# INPUT RECORDS
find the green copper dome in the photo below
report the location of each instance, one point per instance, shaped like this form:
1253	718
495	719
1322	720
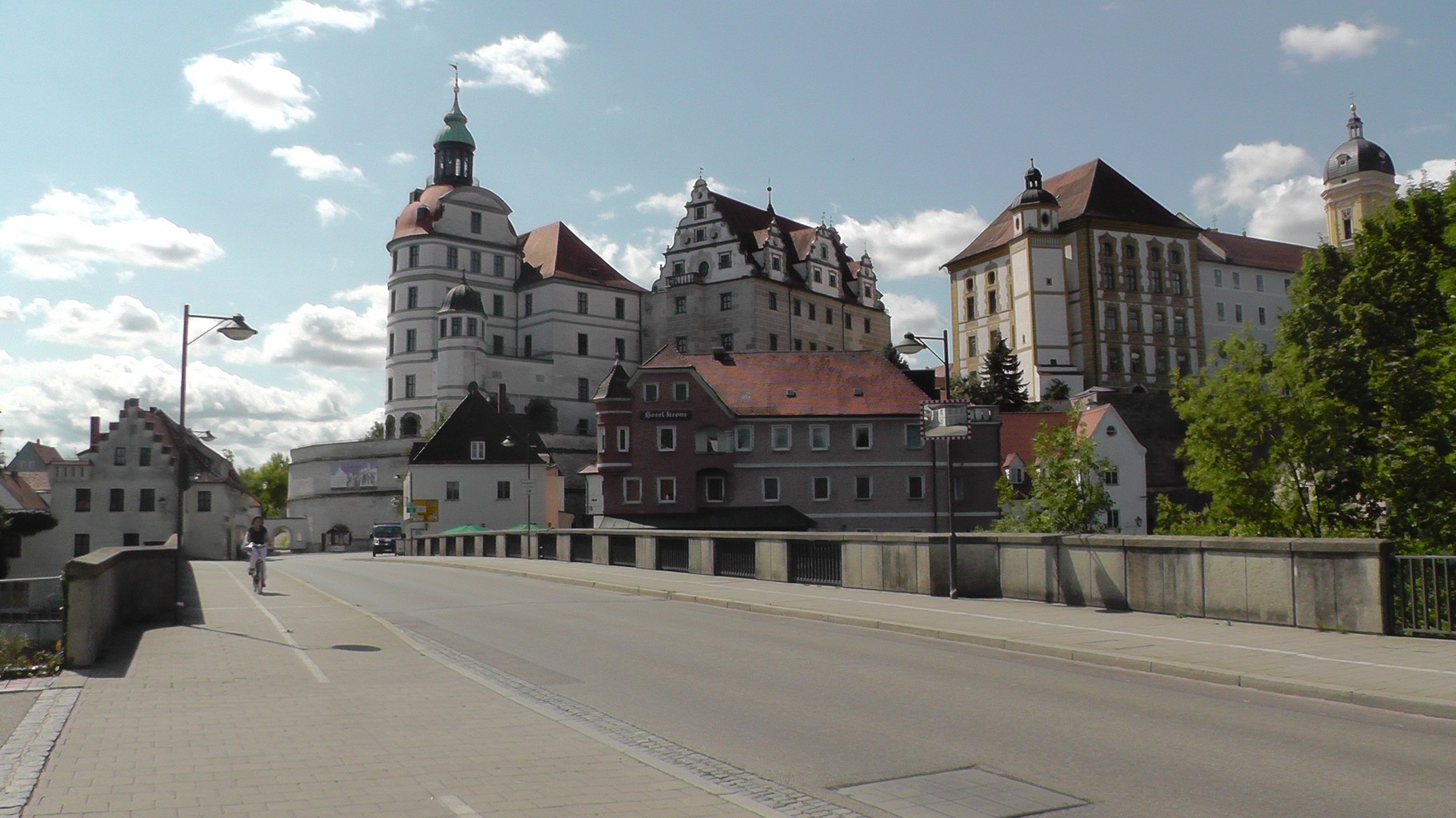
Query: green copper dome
454	130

# DIRECTIONS
Please reprint the whole listing exactly and omit its pictures.

# SOLUTION
find the green copper dome in the photo below
report the location of each instance, one point per instance, shaped like this form:
1253	718
495	719
1322	720
Query: green copper dome
454	130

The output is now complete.